[To do]
Pull out every line in the records below that contains the string "facade", and copy each of those lines in full.
— START OF Records shown —
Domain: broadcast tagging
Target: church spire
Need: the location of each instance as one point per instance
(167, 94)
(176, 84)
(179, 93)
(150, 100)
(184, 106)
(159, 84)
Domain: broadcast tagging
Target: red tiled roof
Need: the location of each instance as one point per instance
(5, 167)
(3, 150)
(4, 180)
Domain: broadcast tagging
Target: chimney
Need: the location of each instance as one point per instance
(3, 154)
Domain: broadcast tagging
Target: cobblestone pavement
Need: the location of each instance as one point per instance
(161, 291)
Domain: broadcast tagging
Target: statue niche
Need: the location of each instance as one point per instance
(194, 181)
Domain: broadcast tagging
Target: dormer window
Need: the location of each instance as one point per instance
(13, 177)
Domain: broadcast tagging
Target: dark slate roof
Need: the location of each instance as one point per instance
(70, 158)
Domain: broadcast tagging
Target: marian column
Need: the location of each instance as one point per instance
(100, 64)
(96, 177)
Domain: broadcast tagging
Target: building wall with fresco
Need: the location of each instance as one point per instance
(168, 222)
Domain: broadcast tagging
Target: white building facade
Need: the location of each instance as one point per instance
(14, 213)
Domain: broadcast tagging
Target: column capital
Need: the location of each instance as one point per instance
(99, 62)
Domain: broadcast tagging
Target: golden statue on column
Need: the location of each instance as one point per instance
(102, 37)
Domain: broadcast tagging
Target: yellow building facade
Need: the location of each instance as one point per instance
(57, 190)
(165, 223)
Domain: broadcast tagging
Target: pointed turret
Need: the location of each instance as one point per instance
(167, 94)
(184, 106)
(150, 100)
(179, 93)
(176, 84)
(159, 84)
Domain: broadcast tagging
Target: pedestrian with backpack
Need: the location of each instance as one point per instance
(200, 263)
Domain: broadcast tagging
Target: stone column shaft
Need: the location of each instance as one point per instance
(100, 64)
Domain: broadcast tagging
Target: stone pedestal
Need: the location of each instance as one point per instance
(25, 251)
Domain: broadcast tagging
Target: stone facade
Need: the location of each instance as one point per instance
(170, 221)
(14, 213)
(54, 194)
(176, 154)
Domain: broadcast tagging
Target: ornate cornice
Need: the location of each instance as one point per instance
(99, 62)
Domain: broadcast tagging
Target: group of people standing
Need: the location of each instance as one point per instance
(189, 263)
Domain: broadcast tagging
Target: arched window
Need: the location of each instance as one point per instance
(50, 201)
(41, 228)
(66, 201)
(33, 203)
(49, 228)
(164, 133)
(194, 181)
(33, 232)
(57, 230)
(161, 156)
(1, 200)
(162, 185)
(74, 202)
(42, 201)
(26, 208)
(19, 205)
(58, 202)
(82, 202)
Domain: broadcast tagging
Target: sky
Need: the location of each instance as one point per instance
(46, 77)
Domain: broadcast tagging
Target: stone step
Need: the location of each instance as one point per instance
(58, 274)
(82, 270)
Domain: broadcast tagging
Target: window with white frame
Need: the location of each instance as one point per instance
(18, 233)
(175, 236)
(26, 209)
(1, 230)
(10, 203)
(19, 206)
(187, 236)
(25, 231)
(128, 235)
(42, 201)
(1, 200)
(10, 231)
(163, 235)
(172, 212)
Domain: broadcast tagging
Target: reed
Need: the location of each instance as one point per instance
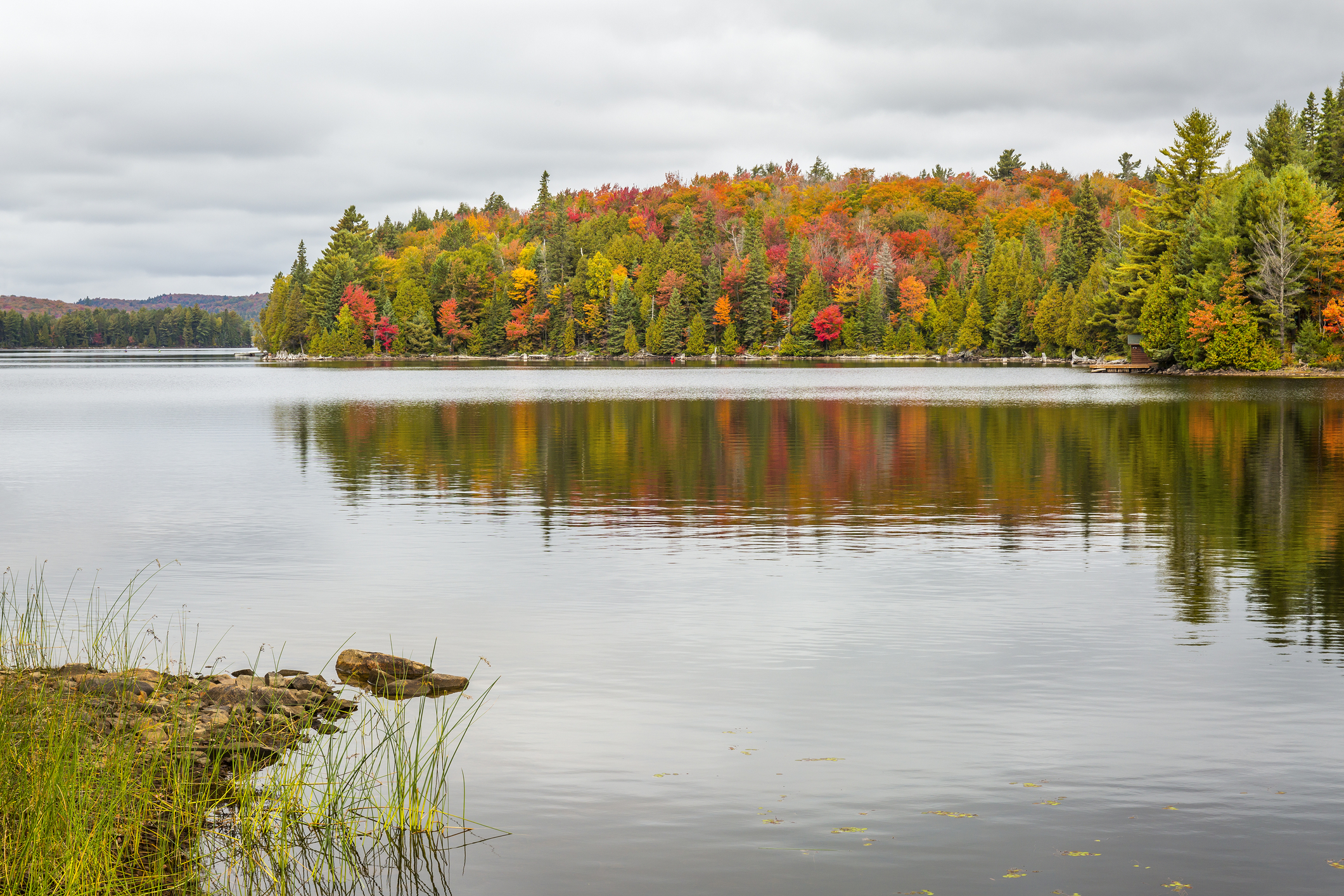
(100, 797)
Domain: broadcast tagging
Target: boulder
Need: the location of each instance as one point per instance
(362, 665)
(309, 682)
(445, 682)
(430, 686)
(113, 686)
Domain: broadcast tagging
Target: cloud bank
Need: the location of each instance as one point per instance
(172, 148)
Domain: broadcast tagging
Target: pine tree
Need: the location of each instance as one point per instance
(972, 333)
(1086, 229)
(695, 338)
(1279, 141)
(756, 289)
(796, 267)
(985, 246)
(684, 259)
(624, 314)
(653, 336)
(1003, 330)
(875, 314)
(1160, 321)
(674, 323)
(730, 339)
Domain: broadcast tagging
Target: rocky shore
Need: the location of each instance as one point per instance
(237, 718)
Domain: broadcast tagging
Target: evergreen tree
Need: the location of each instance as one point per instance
(796, 267)
(695, 338)
(730, 339)
(972, 333)
(1003, 330)
(985, 245)
(1008, 163)
(1086, 230)
(653, 338)
(1280, 141)
(875, 315)
(684, 259)
(624, 314)
(1160, 321)
(756, 289)
(491, 327)
(674, 323)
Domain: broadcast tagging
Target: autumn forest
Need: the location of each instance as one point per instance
(1212, 265)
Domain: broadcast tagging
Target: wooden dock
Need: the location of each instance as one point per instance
(1121, 368)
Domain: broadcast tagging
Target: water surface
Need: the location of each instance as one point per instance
(941, 584)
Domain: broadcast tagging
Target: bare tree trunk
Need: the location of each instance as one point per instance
(1280, 280)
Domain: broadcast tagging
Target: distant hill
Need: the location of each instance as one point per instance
(249, 307)
(30, 305)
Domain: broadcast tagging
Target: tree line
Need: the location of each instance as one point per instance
(181, 327)
(1212, 265)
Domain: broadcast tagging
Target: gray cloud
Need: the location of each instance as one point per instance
(164, 147)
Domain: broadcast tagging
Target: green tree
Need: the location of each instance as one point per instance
(1160, 321)
(1086, 229)
(730, 339)
(972, 333)
(695, 338)
(756, 289)
(1280, 141)
(1008, 163)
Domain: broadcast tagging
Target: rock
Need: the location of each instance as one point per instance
(432, 686)
(361, 664)
(77, 669)
(243, 748)
(113, 686)
(445, 682)
(309, 682)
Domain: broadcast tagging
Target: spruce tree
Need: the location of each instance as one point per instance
(1086, 230)
(730, 339)
(623, 315)
(672, 321)
(972, 333)
(1160, 321)
(1280, 141)
(756, 289)
(876, 314)
(796, 267)
(985, 246)
(695, 338)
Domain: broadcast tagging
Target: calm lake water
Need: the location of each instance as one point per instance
(944, 585)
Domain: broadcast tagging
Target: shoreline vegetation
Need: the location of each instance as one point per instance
(1203, 265)
(163, 777)
(1298, 370)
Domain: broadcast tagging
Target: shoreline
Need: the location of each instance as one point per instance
(1300, 371)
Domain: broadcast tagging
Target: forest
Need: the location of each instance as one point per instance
(1213, 265)
(181, 327)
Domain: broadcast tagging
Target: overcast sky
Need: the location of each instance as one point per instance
(152, 148)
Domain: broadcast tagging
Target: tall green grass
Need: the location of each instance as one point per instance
(91, 805)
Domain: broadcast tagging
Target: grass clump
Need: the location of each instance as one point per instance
(135, 782)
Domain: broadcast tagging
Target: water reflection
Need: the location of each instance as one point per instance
(1229, 494)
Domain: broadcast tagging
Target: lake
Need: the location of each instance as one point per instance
(985, 617)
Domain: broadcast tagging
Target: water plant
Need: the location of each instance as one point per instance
(104, 791)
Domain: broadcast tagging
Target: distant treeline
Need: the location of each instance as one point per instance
(246, 305)
(178, 327)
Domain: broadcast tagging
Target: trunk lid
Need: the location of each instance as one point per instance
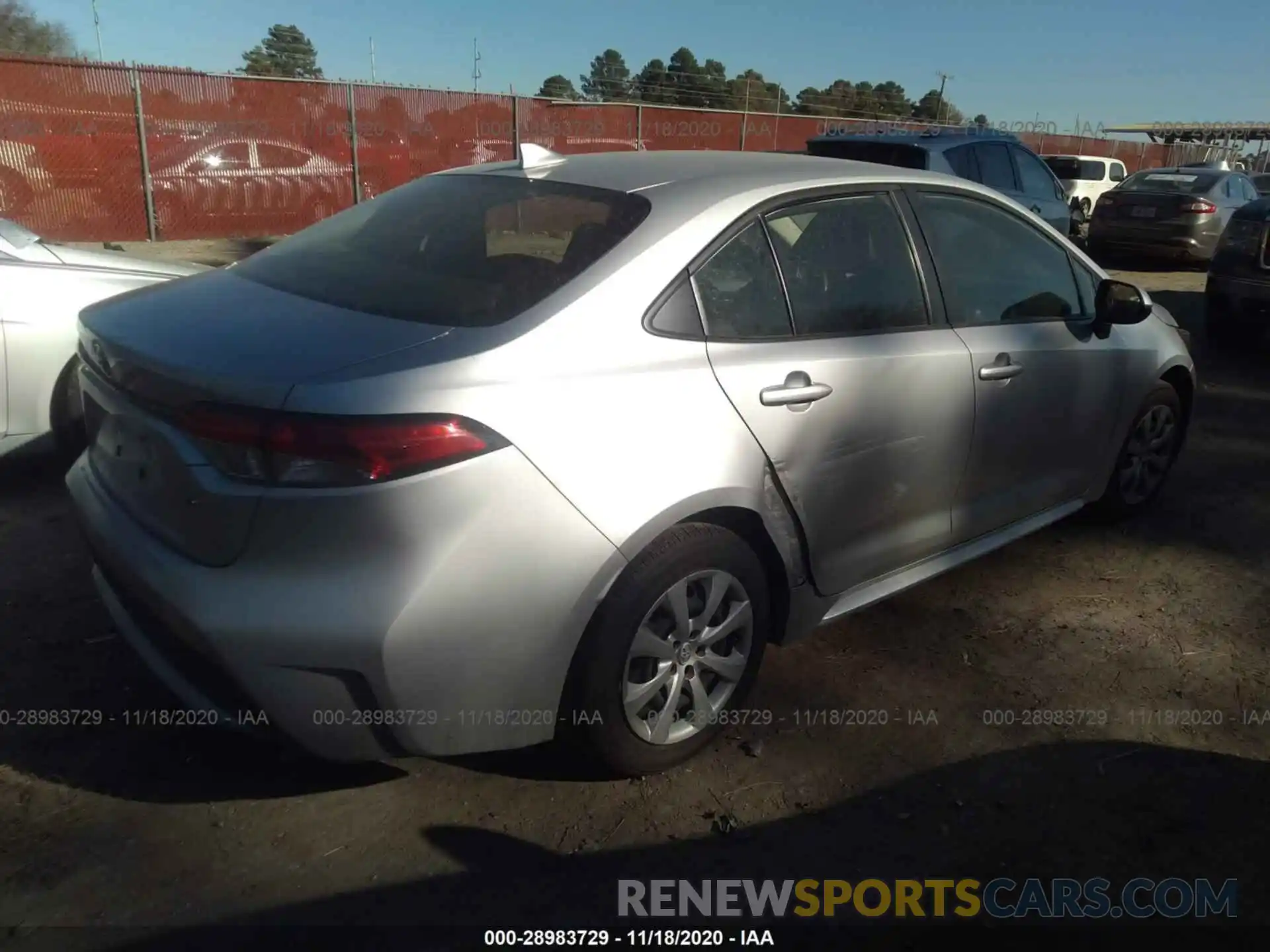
(214, 338)
(1150, 208)
(219, 337)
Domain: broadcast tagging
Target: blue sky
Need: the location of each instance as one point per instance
(1108, 61)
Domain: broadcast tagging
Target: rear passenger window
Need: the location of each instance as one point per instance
(962, 159)
(847, 267)
(741, 291)
(995, 167)
(1037, 180)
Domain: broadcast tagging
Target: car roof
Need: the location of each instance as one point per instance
(931, 143)
(700, 169)
(1188, 171)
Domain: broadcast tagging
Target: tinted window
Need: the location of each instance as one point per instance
(1064, 167)
(452, 251)
(233, 155)
(679, 315)
(995, 167)
(1087, 285)
(1034, 177)
(992, 266)
(847, 267)
(280, 157)
(962, 159)
(901, 154)
(1188, 183)
(741, 291)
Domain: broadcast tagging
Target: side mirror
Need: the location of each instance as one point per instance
(1121, 302)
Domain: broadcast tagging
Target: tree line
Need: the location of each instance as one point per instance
(683, 80)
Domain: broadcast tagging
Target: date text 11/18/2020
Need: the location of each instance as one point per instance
(135, 717)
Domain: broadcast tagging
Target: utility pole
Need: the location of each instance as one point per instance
(97, 26)
(944, 79)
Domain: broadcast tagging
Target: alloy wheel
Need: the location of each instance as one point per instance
(1148, 455)
(687, 656)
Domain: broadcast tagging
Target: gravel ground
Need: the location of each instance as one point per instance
(150, 826)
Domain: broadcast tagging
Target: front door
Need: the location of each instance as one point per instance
(861, 404)
(1047, 386)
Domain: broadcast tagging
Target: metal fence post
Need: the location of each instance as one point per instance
(146, 186)
(352, 140)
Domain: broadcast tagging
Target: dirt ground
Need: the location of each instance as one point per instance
(1142, 626)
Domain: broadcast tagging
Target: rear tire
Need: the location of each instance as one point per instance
(1147, 456)
(706, 658)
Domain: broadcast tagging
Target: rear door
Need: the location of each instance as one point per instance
(1047, 387)
(1042, 192)
(821, 333)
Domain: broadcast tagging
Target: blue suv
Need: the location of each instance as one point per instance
(995, 159)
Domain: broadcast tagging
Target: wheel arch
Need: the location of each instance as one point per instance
(1183, 381)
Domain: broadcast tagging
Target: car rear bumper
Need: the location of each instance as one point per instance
(1199, 247)
(436, 616)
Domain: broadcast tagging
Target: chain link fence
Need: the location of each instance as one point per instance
(110, 151)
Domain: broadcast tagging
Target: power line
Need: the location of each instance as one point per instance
(97, 26)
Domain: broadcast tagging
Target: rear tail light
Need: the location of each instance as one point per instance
(314, 450)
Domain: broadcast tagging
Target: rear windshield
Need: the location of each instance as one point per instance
(452, 251)
(1187, 183)
(879, 153)
(1078, 169)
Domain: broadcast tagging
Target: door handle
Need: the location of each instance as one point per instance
(1002, 370)
(796, 389)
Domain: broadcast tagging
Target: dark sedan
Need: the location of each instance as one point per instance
(1176, 214)
(1238, 295)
— END OF Records shown —
[Exercise solution]
Target: white building facade
Target: yellow building facade
Target: stone facade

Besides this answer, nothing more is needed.